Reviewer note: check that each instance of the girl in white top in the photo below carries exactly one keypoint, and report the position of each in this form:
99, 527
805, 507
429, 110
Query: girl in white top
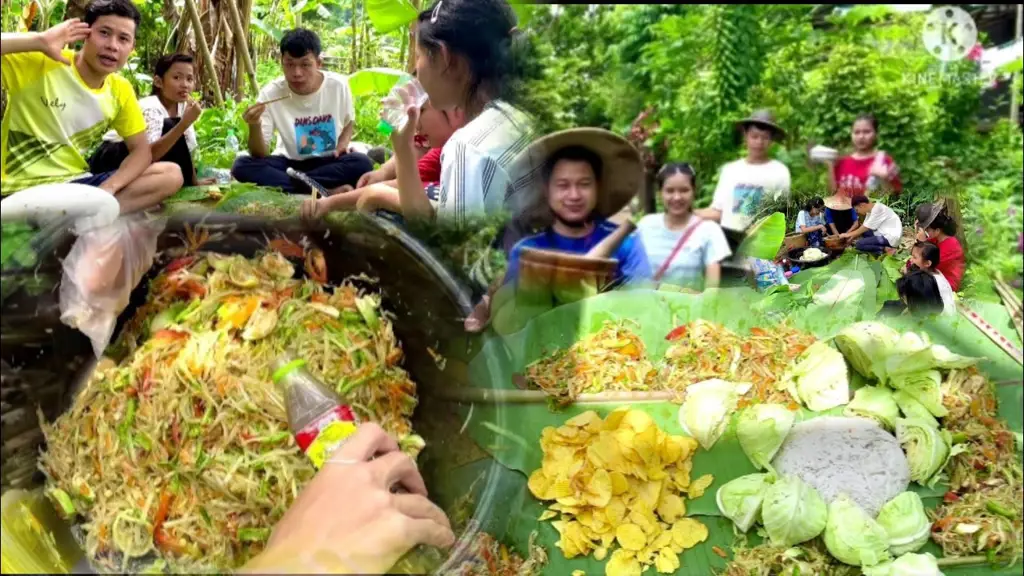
701, 245
464, 58
173, 82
+ + + + + + +
In every one of the lines above, swap "white top" for "striped shirt" and leave everything else unchanged. Don't include the pictures in your answer.

Reviewer note: check that each instance of the girl in striped shirt in the photo below carries exactly one keypoint, and report the position of each in this form:
99, 527
805, 507
429, 110
Query: girl in striped shirt
701, 245
464, 58
173, 82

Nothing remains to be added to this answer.